▸ **What the task asks**: In the listing below, start your output at the line with "Target: beige apartment building" and end it after the line with "[locate] corrugated metal", copying every line exactly.

▸ **Given information**:
____________________

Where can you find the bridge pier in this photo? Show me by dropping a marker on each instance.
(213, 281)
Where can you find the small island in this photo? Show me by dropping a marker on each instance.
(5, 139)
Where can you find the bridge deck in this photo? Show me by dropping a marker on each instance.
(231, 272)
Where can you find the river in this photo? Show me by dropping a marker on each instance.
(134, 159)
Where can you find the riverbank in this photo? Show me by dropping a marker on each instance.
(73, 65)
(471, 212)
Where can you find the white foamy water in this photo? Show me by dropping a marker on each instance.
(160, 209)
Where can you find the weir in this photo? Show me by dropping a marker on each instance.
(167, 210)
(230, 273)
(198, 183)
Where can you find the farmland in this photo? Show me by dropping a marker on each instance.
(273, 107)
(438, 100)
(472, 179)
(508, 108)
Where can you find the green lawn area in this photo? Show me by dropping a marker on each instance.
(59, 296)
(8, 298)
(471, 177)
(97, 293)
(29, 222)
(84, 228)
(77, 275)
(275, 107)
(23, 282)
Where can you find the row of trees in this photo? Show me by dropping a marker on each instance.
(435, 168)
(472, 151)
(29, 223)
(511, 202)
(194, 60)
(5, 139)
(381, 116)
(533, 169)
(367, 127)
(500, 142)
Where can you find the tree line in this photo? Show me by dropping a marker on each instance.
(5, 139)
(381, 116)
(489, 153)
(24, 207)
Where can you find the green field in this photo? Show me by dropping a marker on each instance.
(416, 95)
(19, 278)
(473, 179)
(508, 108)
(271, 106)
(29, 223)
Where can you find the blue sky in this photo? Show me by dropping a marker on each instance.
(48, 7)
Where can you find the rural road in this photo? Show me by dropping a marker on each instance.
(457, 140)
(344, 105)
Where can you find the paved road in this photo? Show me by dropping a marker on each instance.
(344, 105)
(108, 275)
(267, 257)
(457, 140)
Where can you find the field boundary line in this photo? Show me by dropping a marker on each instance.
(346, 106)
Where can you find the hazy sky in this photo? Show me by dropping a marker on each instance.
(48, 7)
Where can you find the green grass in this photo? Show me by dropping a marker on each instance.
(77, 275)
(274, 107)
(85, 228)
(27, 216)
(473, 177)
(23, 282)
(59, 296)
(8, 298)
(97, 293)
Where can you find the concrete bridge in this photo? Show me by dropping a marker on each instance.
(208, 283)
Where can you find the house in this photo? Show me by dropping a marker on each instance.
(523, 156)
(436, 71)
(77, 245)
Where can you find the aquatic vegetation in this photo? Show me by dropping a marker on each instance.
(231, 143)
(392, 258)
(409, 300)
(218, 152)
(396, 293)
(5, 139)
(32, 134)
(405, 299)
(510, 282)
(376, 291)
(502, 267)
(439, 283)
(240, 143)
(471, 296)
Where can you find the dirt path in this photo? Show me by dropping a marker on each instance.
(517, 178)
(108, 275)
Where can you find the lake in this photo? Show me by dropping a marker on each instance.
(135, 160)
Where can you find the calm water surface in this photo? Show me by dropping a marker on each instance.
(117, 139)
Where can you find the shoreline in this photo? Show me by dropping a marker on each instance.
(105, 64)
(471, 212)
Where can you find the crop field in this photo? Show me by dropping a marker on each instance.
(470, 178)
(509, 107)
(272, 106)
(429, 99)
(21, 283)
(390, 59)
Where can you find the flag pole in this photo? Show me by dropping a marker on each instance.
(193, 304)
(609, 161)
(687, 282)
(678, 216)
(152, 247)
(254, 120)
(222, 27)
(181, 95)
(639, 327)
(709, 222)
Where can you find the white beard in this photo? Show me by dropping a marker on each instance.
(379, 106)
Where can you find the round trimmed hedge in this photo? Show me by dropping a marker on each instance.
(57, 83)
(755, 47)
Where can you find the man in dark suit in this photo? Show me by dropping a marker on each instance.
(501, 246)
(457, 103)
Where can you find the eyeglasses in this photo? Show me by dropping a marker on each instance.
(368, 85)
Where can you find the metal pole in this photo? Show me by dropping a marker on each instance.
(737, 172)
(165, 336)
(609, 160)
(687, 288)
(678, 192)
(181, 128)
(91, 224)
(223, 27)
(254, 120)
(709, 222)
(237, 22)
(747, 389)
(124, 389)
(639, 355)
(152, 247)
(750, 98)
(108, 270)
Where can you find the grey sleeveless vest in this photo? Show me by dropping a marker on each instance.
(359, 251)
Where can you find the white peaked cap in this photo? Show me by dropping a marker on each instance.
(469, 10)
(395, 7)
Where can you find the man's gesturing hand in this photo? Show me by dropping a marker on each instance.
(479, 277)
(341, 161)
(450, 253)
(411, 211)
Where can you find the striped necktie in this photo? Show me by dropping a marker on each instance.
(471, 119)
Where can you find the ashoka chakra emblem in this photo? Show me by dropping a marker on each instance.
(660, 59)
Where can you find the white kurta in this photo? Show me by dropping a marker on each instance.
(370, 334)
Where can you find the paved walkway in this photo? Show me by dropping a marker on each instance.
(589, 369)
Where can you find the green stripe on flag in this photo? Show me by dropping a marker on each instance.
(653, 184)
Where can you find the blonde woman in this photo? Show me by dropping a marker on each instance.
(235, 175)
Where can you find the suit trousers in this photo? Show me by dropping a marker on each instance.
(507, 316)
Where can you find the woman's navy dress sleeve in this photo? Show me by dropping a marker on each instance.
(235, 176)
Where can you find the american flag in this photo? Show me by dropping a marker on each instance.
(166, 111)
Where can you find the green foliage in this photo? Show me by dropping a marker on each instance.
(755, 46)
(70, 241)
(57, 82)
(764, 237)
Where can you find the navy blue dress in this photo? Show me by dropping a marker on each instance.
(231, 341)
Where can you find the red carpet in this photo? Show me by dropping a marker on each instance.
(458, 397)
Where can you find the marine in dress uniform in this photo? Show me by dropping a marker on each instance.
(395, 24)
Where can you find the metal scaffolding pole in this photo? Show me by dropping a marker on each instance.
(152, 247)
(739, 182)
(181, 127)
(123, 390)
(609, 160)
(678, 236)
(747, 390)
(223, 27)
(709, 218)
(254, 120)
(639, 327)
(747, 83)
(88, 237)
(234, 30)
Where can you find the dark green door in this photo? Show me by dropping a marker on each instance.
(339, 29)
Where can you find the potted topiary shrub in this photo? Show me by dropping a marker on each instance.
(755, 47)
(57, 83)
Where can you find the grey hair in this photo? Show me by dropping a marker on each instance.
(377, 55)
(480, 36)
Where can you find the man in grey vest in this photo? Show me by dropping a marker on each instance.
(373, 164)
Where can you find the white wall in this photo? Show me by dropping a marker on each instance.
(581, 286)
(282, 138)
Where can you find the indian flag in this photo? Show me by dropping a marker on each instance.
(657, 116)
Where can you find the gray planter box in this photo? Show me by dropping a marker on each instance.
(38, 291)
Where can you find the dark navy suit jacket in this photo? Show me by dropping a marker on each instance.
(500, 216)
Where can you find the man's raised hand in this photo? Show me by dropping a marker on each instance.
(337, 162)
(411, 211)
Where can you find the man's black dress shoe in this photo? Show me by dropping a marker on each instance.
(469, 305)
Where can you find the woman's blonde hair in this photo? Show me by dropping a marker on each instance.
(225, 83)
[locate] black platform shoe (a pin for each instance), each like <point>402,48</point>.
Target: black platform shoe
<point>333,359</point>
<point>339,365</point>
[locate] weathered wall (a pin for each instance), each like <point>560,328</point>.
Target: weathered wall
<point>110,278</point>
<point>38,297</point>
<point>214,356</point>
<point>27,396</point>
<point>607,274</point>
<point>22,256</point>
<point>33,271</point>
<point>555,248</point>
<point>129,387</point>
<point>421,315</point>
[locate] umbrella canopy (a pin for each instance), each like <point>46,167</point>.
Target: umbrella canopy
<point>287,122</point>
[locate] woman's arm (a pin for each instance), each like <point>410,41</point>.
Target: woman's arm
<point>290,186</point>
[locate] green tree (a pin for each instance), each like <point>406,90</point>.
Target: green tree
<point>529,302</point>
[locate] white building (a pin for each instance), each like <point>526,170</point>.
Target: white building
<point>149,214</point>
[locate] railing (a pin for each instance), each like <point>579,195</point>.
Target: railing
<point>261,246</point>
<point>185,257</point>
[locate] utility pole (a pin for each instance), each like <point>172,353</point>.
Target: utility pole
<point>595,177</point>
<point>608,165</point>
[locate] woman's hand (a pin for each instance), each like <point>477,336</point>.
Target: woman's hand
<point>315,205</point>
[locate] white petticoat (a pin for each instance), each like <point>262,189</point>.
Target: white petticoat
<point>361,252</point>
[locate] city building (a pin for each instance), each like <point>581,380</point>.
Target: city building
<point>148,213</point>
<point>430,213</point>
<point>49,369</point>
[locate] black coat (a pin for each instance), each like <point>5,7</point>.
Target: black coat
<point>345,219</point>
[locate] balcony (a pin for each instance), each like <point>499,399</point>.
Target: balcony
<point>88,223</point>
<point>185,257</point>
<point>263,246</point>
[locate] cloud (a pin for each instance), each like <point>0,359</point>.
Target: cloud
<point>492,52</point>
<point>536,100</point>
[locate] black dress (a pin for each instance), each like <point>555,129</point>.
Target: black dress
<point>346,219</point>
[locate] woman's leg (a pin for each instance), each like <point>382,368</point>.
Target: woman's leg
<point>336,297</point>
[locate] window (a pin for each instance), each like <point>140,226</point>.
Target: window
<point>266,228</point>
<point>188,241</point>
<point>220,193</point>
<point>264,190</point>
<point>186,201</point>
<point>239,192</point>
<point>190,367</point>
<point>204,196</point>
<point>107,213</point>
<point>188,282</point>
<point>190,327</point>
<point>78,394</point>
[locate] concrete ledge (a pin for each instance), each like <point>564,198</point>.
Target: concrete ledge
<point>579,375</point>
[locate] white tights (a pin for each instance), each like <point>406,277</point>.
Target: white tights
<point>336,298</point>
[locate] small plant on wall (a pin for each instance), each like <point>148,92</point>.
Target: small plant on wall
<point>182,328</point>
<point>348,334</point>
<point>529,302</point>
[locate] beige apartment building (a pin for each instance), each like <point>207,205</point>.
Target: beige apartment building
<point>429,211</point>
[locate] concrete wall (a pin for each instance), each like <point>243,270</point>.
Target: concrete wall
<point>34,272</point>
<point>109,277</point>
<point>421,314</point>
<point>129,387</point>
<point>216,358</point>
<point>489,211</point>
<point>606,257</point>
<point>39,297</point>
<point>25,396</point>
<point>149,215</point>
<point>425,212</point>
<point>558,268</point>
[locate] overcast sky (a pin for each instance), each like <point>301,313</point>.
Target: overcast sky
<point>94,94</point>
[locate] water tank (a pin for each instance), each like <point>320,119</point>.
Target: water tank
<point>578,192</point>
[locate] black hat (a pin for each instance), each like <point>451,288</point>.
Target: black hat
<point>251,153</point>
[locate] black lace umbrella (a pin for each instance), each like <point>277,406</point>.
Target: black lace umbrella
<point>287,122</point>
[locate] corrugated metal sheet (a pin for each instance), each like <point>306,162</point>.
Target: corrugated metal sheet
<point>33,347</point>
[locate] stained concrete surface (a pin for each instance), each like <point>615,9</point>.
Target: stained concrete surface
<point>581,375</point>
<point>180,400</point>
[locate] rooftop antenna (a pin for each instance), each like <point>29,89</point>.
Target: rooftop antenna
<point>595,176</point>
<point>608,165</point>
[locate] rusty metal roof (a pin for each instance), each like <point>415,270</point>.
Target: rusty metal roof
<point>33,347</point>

____________________

▸ **Output**:
Target: beige apartment building
<point>429,211</point>
[locate] concrete wall (a pin for each instance), each like <point>243,270</point>.
Target: concrete wall
<point>34,272</point>
<point>109,277</point>
<point>421,314</point>
<point>129,387</point>
<point>216,358</point>
<point>489,211</point>
<point>606,257</point>
<point>39,297</point>
<point>25,396</point>
<point>149,215</point>
<point>425,212</point>
<point>558,268</point>
[locate] overcast sky (a pin for each instance), each like <point>301,313</point>.
Target: overcast sky
<point>94,94</point>
[locate] water tank (a pin for each instance), each like <point>320,119</point>.
Target: water tank
<point>578,192</point>
[locate] black hat (a pin for each instance), each like <point>451,288</point>.
Target: black hat
<point>251,153</point>
[locate] black lace umbrella (a pin for each instance), each like <point>277,406</point>.
Target: black lace umbrella
<point>287,122</point>
[locate] corrugated metal sheet (a pin for each instance), each like <point>306,162</point>.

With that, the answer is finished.